Para
escribir ese vallenato de más de 300 páginas que los latinoamericanos
consideramos el catecismo sociocultural que nos representa ante los ojos del
mundo, y por el cual, un día cualquiera del remoto año de 1982, acompañado de
sus amigos entrañables, de esa música terrígena que siempre le asaltó las
nostalgias del corazón, cantada con el sabor vernáculo de la voz de Poncho
Zuleta, a esa rapsodia encantadora, llamada “Cien años de soledad”, le
entregaban un sofisticado galardón literario, de esos que todo escritor rechaza
en público, pero que adora en la intimidad, denominado Premio Nobel.
Para
seguir escribiendo a golpe de cumbia hasta los 87 años sabiendo de sobra que en
cada libro publicado sus lectores, busquen inexorablemente detrás de cada
palabra musical, de cada frase luminosa y alrededor de las metáforas caribeñas
a Remedios la bella, al Coronel Aureliano Buendía o a cualquier patriarca
latinoamericano escuchando las historias pintorescas de la bonanza bananera de
Rio frío hasta Aracataca.
Para
ser respetado por ser amigo de Fidel Castro, el dictador que se ganó el
privilegio de leer primero que nadie lo que Gabo escribía. Por ser amigo, hasta
que le propinara un puñetazo, transido de celos, por un malentendido de faldas
nunca explicado, sostiene Plinio Apuleyo Mendoza del pedante, soberbio y
ultraderechista, pero excelente escritor peruano, Mario Vargas Llosa. Amigo de
Álvaro Castaño, pionero de las lúcidas ideas que permitieron emerger las
primeras estaciones de radio en Colombia. Amigo de Carlos Fuentes, ese mexicano
inmortal de prodigiosa palabra con el cual seguramente armaran tertulias
literarias en la eternidad. Amigo de los “buenos” y de los “malos” cuando la
posibilidad de la paz en Colombia llamaba a su puerta, por ello fue criticado,
las mismas veces que era elogiado.

HAZ ESTO
Continúa el texto sobre Gabo a partir de su última oración. Los registros proceden de una fuente distinta.

EXTRACTO DE DATOS
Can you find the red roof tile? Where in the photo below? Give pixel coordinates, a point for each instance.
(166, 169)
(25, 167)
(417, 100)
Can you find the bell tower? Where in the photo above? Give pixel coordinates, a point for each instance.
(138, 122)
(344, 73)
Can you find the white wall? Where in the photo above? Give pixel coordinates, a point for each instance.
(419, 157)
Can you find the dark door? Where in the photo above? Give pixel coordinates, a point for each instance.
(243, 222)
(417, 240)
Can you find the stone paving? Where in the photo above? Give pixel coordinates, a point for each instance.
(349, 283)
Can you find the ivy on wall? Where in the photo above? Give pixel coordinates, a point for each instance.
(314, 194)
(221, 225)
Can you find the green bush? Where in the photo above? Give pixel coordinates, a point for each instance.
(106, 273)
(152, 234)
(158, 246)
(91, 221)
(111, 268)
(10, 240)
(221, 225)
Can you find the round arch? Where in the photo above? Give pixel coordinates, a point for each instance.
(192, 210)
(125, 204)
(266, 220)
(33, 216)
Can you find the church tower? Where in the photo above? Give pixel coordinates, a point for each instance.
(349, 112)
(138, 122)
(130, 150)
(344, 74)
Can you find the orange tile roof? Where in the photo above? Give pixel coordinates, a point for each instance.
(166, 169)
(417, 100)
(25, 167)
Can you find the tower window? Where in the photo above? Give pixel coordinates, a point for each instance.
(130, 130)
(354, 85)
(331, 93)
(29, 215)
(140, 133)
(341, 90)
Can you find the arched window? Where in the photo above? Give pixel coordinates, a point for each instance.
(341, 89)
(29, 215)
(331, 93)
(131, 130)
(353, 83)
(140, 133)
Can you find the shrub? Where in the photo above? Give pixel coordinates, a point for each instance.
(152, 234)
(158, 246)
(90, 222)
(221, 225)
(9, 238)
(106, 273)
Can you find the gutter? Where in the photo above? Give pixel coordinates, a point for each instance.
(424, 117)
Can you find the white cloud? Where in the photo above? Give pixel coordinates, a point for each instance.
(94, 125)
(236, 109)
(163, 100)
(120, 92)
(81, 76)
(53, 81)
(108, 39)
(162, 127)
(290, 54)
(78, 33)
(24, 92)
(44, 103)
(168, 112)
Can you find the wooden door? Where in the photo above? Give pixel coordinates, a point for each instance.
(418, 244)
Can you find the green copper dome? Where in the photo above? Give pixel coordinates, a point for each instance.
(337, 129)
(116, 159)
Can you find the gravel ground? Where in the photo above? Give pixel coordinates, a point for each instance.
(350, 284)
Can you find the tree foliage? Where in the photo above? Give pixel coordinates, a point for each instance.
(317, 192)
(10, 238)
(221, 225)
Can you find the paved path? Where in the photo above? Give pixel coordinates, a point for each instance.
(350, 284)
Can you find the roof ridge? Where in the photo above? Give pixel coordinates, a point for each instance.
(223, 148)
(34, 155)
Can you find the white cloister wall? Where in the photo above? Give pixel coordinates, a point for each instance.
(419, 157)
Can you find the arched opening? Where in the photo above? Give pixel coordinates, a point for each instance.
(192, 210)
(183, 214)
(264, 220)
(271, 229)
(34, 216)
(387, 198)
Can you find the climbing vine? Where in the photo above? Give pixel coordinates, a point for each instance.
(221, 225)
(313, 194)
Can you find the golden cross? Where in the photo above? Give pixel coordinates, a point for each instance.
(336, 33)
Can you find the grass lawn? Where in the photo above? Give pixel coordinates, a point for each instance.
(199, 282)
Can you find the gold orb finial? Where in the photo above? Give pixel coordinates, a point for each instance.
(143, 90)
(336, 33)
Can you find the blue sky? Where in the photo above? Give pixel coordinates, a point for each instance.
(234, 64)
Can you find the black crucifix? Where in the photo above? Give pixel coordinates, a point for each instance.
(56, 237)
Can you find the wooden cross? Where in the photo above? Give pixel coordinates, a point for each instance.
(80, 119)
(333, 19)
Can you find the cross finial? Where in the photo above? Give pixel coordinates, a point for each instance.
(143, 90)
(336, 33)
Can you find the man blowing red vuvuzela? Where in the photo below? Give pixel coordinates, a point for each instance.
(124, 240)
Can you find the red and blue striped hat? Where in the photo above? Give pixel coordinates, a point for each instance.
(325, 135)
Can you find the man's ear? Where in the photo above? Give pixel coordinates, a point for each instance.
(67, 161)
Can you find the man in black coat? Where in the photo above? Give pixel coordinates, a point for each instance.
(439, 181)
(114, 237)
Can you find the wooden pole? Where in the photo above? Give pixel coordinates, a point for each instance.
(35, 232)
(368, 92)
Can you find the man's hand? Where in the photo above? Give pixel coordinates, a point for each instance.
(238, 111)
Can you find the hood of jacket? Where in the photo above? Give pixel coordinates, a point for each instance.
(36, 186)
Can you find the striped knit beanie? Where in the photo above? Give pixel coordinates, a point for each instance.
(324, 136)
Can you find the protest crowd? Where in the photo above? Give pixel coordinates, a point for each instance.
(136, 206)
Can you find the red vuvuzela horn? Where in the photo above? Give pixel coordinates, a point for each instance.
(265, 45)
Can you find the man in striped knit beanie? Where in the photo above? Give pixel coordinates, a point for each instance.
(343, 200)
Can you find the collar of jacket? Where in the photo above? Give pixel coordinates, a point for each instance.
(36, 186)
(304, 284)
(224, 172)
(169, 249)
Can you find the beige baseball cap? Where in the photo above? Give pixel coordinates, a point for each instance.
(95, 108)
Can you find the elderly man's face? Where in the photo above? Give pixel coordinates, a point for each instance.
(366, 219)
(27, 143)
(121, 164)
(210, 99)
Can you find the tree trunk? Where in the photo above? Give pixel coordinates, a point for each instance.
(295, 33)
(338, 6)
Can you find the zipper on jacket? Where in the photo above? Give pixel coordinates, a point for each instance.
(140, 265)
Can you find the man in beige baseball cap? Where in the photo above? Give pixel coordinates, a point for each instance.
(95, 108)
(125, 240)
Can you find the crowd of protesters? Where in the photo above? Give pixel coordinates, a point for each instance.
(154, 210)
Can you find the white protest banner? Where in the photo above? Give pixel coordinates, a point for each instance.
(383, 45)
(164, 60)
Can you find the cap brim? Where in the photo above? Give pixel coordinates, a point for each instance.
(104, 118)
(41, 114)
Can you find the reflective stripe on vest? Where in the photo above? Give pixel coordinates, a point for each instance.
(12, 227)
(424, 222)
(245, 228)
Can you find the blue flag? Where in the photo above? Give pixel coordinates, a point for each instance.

RESULTADO DEL EJERCICIO
Para
ser cercano al poder omnímodo de los poderosos y sentir la angustia por las
desdichas de un pueblo que lo leía “religiosamente” con las “costillas pegadas
al espinazo”, en las aburridas clases de Lengua castellana de la maltrecha Educación
publica colombiana y en las buhardillas izquierdistas de las Universidades que
abrazaban las causas perdidas del Che Guevara y José Martí. Para ser leído por
los hijos de papi de los colegios privados de la geografía elitista del país, que
al comienzo lo leían con sospecha, después con escozor, para más tarde
aceptarlo sin resquemores, porque leer a un Nobel de la tierrita, era sinónimo
de la más alta alcurnia.
Para
ser uña y mugre de la “Cacica”, Consuelo Araujo Noguera, del pontífice de las
letras ancestrales de un folclor artesanal llamado vallenato, el Maestro Rafael
Escalona, de Alfonso López Pumarejo, el “Pollo vallenato”, Gobernador del Cesar
y después Presidente de todos los colombianos, cuarteto de oro de cuyas
parrandas inmarcesibles surgió la idea de crear el Festival de la leyenda
vallenata, una hiperfiesta caribeña que congrega lo más reputado de la sociedad
colombiana alrededor de la música de acordeón.
Para
ser el personaje caribe más universal, después el resto de los colombianos, lo
acogieron sin más ni más, como el colombiano más importante sobre la faz de la
tierra, disputándose tremendo honor con un negro cimarrón, que a golpe de
miseria y la potencia descomunal de sus puños, hizo que el mundo extranjero
ubicara en el mapa del mundo a Colombia, una madrugada fulgente de 1972 en
ciudad de Panamá, Antonio Cervantes, “Kid Pambelé”. Disputándole semejante
dignidad a un ciclista egregio de las montañas antioqueñas que obnubiló a
mexicanos e italianos con pedalazos de oro, desmoronando los records que para
ese tiempo eran de propiedad absoluta de alemanes, españoles o belgas, Martin
Emilio “Cochise” Rodríguez.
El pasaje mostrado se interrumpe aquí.